* TEXT PROVIDED
start
Git basics
21 Feb 2023
Summary
- What is source control and how it works
- What is git and how it works
- The main git entities
- What are git hosting services
- The main git commands and flows
What is source / version control
Version control, also known as source control, is the practice of tracking and managing changes to software source code. Version control systems are software tools that help software teams manage changes to source code over time. They do this by recording the changes to files over time.
Why? Because the source code is an important asset for any team, so protecting it is essential. Source control systems allow:
- Backing up code
- Having a history for each individual file, so we can go through each of these versions. The source control history is a piece of documentation that is updated along with the source code and ideally tracks and explains the reasons for each change made to the code
- You can preview previous states and decide to revert some or all the files to such a previous state
- Teams can parallelize development by allowing different members to work on different tasks (features, bugs, …). Source control allows integrating all these independent modifications to the code.
- Comparing and tracking changes over time, identify the exact time when a change was introduced and why
What is Git
By far, the most widely used modern version control system in the world today is Git. Git is a mature, actively maintained open-source project originally developed in 2005 by Linus Torvalds, the famous creator of the Linux operating system kernel. A staggering number of software projects rely on Git for version control, including commercial projects as well as open source.
end
(Point annotation dataset records)
start
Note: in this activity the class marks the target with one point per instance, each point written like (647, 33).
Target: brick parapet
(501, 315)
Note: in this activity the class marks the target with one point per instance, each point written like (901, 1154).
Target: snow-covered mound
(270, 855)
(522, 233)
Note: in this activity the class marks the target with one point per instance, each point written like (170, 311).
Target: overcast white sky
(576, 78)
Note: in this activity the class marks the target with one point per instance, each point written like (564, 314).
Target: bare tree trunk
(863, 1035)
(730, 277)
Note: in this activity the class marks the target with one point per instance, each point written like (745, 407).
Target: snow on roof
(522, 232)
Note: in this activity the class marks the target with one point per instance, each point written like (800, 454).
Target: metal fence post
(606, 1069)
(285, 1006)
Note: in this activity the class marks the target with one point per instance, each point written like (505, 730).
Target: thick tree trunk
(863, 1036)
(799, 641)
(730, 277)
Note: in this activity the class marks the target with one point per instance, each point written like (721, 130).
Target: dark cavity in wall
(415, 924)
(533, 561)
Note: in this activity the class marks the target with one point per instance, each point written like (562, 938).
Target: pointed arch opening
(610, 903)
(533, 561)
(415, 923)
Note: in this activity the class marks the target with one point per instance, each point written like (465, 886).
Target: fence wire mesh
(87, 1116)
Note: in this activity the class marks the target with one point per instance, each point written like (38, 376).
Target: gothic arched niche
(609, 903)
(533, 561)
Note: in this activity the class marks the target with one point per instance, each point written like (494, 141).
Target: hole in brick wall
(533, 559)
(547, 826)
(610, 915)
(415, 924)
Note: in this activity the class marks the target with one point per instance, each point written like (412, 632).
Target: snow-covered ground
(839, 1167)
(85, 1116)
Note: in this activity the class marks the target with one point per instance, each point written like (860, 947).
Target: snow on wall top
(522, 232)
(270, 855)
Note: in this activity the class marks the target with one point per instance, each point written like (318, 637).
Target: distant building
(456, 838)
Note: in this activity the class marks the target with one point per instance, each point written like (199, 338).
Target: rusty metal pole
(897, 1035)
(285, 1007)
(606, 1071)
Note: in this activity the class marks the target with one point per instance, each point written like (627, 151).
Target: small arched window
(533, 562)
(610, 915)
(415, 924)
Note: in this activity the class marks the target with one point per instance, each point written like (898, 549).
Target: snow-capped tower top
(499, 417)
end
* REQUIRED ACTIONS
**a)** Print, with no changes, the lines of the records starting with the line that contains "like (627, 151)." and going on through the last line of the records.
**b)** Carry on the text about Git basics, picking up right after its final sentence.

* WRITTEN ANSWERS
**a)**
Note: in this activity the class marks the target with one point per instance, each point written like (627, 151).
Target: small arched window
(533, 562)
(610, 915)
(415, 924)
Note: in this activity the class marks the target with one point per instance, each point written like (898, 549).
Target: snow-capped tower top
(499, 417)

**b)**
At the root of the git system is the concept of a repository. The repository is used to store different files and folders in a tree structure, like a miniature file system.
Most version control systems store the information as a list of file-based changes. Git works differently, as git organizes its data like a set of snapshots on a miniature file system. These snapshots are called git commits. Every time you create a new commit, you basically save the state of the project files in git and create a reference to that state. That is what a commit is. Git is efficient and if some files have not changed from a previous snapshot, it will only link to the previous identical file it has already stored. You can think about it as a stream of snapshots.
Text and binary files
Git is very efficient in working with text files, such as source code files, plists, jsons, string files … This is because it can calculate the differences between text files and even apply compression to store them very efficiently. Diff is a shorter version of difference, and we will use this term further to describe the differences between 2 versions of the same file. Git can handle other non-text file types as binary files (images, videos, libraries, …), but it can’t apply the same optimizations as for text files. Storing many binary files, especially large ones, can impact the performance of git. If that happens, you can look into the git large file system extension that is designed for large binary files.
Why git?
Simply because git is:
- Distributed
- Each developer has a clone of the whole repository
- Offline access
- Multiple back-ups
- No need to share unwanted changes - you can keep some changes local until they are ready
- Sharing is easy
- Fast
- Nearly all operations are performed locally → no need to constantly talk to the server → very fast
- Git uses gzip compression
- The only operation that is slower is the initial clone operation, where git is downloading the entire history of the repository
- Preserves the integrity of the files
- The data model that Git uses ensures the cryptographic integrity of every bit of your project.
- Every file and commit is checksummed and retrieved by its checksum when checked back out.
- It’s impossible to get anything out of Git apart from the exact bits you put in.
- Supports non-linear development
- Git allows and encourages you to have multiple local branches that can be entirely independent of each other.
- Keeps multiple streams of work independent of each other while also providing the facility to merge that work back together, enabling developers to verify that the changes on each branch do not conflict.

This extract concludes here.